*WHAT TO DO*.
Rescale the material, starting at the line that contains "Note: for every instance of the wooden" and ending at the end of the material, and reproduce only that stretch in full with the instructions and their format samples unchanged. Multiply every point coordinate in the answers by 0.55 and round each result to a whole number, with halves rounded up.

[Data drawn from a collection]

※

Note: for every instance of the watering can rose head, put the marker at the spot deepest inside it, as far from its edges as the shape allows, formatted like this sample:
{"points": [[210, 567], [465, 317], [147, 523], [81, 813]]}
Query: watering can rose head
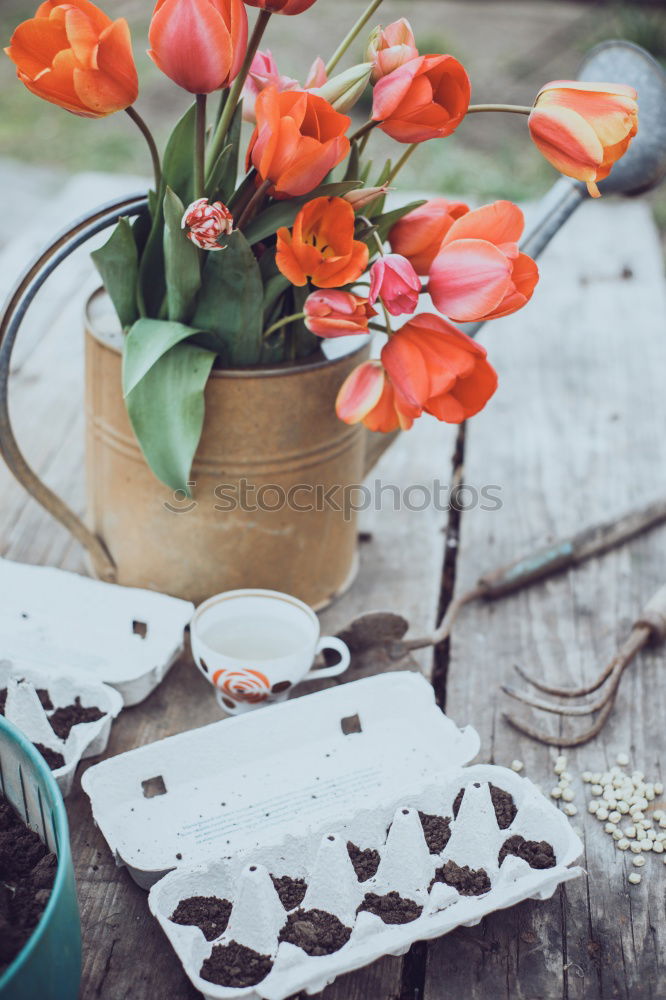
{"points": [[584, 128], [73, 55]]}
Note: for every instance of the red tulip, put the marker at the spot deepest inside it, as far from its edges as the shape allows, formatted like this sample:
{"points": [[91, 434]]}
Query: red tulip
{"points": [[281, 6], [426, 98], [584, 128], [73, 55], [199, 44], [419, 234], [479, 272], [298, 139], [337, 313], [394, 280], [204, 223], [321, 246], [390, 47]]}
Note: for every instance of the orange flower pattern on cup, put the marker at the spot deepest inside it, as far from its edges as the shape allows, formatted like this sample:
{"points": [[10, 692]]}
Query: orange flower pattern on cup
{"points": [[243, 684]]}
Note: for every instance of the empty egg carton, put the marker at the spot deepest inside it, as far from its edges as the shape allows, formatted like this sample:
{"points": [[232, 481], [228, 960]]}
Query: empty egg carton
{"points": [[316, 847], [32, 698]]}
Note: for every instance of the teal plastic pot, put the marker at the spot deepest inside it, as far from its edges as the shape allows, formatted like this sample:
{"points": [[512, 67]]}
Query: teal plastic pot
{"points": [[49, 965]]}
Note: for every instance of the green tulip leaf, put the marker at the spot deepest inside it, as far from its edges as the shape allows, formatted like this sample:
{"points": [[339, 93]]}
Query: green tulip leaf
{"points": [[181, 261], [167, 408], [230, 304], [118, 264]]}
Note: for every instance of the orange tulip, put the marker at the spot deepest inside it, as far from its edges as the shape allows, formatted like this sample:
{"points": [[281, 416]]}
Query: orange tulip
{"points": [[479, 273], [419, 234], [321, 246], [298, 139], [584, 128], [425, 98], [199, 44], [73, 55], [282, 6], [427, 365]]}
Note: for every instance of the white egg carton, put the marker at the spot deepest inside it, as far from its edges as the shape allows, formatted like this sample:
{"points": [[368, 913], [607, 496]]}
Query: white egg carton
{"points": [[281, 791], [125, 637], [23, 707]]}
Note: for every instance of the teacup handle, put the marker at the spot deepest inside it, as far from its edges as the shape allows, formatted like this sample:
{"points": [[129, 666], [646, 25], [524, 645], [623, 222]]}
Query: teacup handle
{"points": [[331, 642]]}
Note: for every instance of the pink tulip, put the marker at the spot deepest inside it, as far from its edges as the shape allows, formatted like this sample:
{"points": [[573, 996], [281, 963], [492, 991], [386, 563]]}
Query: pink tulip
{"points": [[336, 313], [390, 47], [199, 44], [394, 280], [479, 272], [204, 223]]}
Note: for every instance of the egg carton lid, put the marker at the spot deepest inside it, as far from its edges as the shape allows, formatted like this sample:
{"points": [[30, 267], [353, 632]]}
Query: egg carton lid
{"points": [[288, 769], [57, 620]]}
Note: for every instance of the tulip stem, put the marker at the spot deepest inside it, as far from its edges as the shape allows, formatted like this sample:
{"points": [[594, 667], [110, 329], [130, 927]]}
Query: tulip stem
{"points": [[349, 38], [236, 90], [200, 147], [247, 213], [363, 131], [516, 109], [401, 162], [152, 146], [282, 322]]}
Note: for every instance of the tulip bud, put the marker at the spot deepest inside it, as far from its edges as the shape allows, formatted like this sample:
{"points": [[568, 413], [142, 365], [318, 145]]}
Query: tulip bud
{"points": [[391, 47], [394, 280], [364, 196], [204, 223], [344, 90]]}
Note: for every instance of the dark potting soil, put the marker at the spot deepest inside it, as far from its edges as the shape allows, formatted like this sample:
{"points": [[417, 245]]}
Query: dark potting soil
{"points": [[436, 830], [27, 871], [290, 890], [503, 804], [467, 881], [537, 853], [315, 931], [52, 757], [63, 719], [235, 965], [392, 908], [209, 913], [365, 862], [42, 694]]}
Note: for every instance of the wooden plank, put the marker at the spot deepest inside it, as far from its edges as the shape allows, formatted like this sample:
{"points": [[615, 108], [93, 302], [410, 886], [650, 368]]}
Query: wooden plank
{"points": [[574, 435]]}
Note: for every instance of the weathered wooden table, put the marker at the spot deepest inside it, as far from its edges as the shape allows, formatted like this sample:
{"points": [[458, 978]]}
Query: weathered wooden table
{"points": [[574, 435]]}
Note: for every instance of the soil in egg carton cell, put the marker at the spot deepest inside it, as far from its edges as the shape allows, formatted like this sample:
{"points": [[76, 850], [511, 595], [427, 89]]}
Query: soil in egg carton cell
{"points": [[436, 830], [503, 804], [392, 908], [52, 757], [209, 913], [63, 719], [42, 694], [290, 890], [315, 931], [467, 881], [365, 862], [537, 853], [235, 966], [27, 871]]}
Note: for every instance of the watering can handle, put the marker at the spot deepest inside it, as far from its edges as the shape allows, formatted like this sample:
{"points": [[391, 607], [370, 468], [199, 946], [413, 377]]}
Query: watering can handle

※

*EXERCISE RESULT*.
Note: for every instance of the wooden plank, put the marker at the spot deepest inside it, as far from its edges as the shape allows, formatted like this sample:
{"points": [[615, 108], [93, 302], [410, 886], [650, 368]]}
Query: wooden plank
{"points": [[316, 239]]}
Note: for every instance of the weathered wooden table, put the marker at the spot deepest inside it, as far from its edges as the shape allows, formatted like this sample:
{"points": [[458, 978]]}
Query: weathered wooden table
{"points": [[316, 239]]}
Note: for every instance of the soil in egg carton cell, put the marker at the spot deepest inside it, as far from its edges as the shape allows, formatted like this sample:
{"points": [[76, 850], [511, 595], [427, 89]]}
Query: soil in egg carton cell
{"points": [[240, 457], [277, 442], [216, 499], [29, 416], [115, 502], [35, 395], [23, 382], [160, 490], [173, 512], [257, 485], [201, 474], [295, 469], [129, 531], [15, 479]]}
Note: for every instance of the watering can handle, put the marker at the spot deepest inside it, as far from its edges as the shape allows, formatted like this sample:
{"points": [[391, 607], [370, 468], [199, 946], [413, 377]]}
Query: watering can handle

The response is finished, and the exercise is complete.